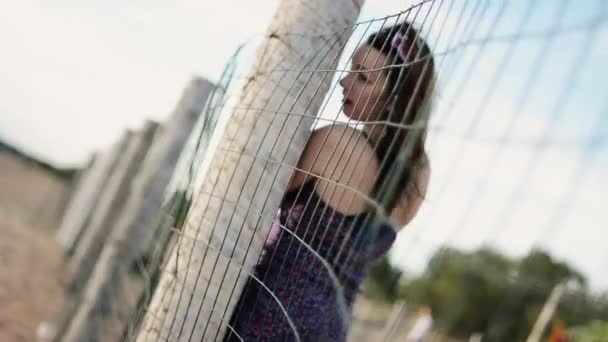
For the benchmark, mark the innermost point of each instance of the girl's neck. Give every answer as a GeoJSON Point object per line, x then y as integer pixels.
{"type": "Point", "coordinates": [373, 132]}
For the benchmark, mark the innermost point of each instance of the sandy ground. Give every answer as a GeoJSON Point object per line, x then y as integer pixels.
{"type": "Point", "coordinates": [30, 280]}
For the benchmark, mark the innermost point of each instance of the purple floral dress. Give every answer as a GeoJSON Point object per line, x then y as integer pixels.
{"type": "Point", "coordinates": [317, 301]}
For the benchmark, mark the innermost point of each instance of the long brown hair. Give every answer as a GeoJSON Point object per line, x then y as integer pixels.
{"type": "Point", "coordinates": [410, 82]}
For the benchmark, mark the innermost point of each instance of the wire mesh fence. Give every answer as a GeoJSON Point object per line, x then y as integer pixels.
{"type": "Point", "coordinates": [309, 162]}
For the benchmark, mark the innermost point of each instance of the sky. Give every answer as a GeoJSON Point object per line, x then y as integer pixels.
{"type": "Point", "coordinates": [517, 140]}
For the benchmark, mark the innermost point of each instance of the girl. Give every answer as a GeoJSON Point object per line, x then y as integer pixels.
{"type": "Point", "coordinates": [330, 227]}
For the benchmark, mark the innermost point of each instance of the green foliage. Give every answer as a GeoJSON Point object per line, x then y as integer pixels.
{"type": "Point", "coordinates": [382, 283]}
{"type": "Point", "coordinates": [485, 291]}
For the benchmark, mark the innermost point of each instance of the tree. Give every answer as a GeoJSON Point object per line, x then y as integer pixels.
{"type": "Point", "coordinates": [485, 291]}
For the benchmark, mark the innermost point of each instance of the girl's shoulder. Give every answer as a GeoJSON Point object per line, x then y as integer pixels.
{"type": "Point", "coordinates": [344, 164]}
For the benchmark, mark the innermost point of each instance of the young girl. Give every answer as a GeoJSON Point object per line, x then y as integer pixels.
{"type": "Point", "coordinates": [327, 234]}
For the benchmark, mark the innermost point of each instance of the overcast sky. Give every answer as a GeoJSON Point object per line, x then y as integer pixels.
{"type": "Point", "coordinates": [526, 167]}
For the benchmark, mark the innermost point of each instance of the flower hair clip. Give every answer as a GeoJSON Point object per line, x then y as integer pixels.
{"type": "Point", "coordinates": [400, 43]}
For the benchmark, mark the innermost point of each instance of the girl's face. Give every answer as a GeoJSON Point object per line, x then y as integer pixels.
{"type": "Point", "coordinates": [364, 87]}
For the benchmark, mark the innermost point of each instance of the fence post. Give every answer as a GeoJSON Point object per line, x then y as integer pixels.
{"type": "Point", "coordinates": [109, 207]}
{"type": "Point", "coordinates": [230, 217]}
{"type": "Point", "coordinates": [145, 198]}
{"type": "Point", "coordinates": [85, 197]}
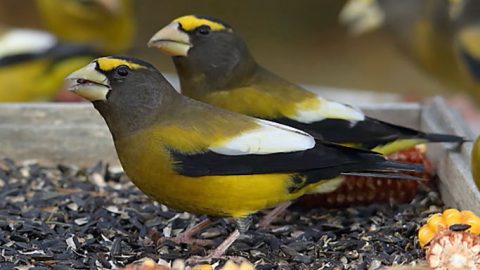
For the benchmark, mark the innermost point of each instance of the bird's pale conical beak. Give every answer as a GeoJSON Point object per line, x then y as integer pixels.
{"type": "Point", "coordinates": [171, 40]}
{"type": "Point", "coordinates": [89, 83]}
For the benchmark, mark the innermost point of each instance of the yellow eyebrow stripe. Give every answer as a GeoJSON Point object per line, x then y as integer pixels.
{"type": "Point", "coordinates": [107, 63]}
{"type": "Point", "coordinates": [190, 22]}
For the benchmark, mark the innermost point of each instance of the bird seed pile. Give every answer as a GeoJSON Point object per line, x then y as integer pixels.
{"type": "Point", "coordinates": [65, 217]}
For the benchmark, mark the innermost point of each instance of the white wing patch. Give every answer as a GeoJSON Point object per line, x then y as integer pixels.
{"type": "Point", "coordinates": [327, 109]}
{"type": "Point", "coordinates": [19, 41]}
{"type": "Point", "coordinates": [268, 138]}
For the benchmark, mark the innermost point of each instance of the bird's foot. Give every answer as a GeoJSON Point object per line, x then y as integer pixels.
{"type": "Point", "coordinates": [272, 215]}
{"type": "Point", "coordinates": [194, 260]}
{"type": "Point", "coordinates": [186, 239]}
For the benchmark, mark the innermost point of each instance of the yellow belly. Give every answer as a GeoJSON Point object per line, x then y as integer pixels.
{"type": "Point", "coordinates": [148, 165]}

○ ○ ○ ○ ○ ○ ○

[What you have to do] Every line is to be duplicated exactly, though pictures stay out.

[Expected output]
For the benchmark, mark the innermost point of each instance of the girl's neck. Give every answer as a GeoJSON Point object per line, x then y as integer pixels.
{"type": "Point", "coordinates": [373, 132]}
For the benchmark, mark the innermost point of each instance of the sandy ground. Give every answer as a GeoJSON Point object per line, x then y as integer pixels.
{"type": "Point", "coordinates": [30, 280]}
For the benchmark, mark the innermost point of each instance of the purple floral dress. Give every answer as a GeoJSON Point object per line, x then y as integer pixels.
{"type": "Point", "coordinates": [317, 301]}
For the benchmark, mark the innermost point of each instance of the long brown hair. Give every answer as a GeoJSON Point object per line, x then y as integer pixels.
{"type": "Point", "coordinates": [410, 82]}
For the benchmark, mark the innermost point of each instance of the wire mesh fence. Give every answer as a GeoJSON Point object per line, x then y as integer pixels.
{"type": "Point", "coordinates": [309, 162]}
For the benchmark, mark the innermost point of each instance of the sky. Give every answer as a GeoJSON Point object per line, x then y as integer pixels.
{"type": "Point", "coordinates": [517, 140]}
For the benchmark, mark the innermost point of each instance of the girl. Give every answer as a GeoJSON Point object per line, x then y as integer pixels.
{"type": "Point", "coordinates": [330, 227]}
For the benchmark, mark the innermost point of each instance of the green foliage. Give every answer as a GeoJSON Point object per line, x then y as integer pixels.
{"type": "Point", "coordinates": [382, 283]}
{"type": "Point", "coordinates": [485, 291]}
For the benchmark, mark the innermost point of each instance of the tree. Give every answer as a GeoJSON Point object per line, x then y as integer pixels.
{"type": "Point", "coordinates": [485, 291]}
For the benchmark, mark the innermost point of each instance of the girl's shoulder. Give every answer as a GeoJSON Point object per line, x then y as integer pixels.
{"type": "Point", "coordinates": [344, 164]}
For the benchmark, mark the innermost point of each instance of the young girl. Give every answer as a GeoJSON Point object per line, x then y as integer pixels.
{"type": "Point", "coordinates": [327, 234]}
For the benchmark, mark the innermost point of each instance of the overcast sky. Give every answer as a GeoJSON Point object per line, x then y as integer pixels.
{"type": "Point", "coordinates": [526, 167]}
For the benchmark, mark the innermost point of each instance of the flower hair clip. Give every answer as a GeoJSON Point object per line, x then y as integer pixels.
{"type": "Point", "coordinates": [400, 43]}
For the benchmark, mark the innermost point of each instance of the girl's face. Give every answer as a GeoJSON Point object per line, x then y as integer pixels.
{"type": "Point", "coordinates": [364, 87]}
For the benchmark, mark the innermost point of each instance of the fence post. Give every answer as a GeoJSON Point object per line, x then y as integer pixels.
{"type": "Point", "coordinates": [109, 207]}
{"type": "Point", "coordinates": [230, 217]}
{"type": "Point", "coordinates": [145, 198]}
{"type": "Point", "coordinates": [85, 197]}
For the benchmark, mark the innermost point of each instance of the bird's pale conical beak. Give every answer as a GeoJSON Point object per line, x then y as integer pixels.
{"type": "Point", "coordinates": [171, 40]}
{"type": "Point", "coordinates": [89, 83]}
For the benchmark, mark the innermost point of each instance of the yellow eyebrow stripe. Give every answer as a GeoJSON Point object per line, x then y as integer pixels.
{"type": "Point", "coordinates": [107, 63]}
{"type": "Point", "coordinates": [190, 22]}
For the benchmark, mark the innermost point of each instance of the bird seed pile. Give every answer as a GeoJSON Point object per line, x then y as integer pixels.
{"type": "Point", "coordinates": [65, 217]}
For the benchmark, mark the innermost point of each instance of the white wing patch. Give every answer as a GeoJSON Point object per line, x then y as integer pixels.
{"type": "Point", "coordinates": [327, 109]}
{"type": "Point", "coordinates": [19, 41]}
{"type": "Point", "coordinates": [268, 138]}
For the benchmark, mark the innermost point of each instance of the bird's foot. Give every answer as a GeoJSON Point object per line, x then y as integer pixels.
{"type": "Point", "coordinates": [272, 215]}
{"type": "Point", "coordinates": [194, 260]}
{"type": "Point", "coordinates": [186, 239]}
For the benchmark, mark the innermost point of each instance of the yellow belly. Give every answer as a GeoJSON Point object per line, x then y as integer pixels.
{"type": "Point", "coordinates": [148, 165]}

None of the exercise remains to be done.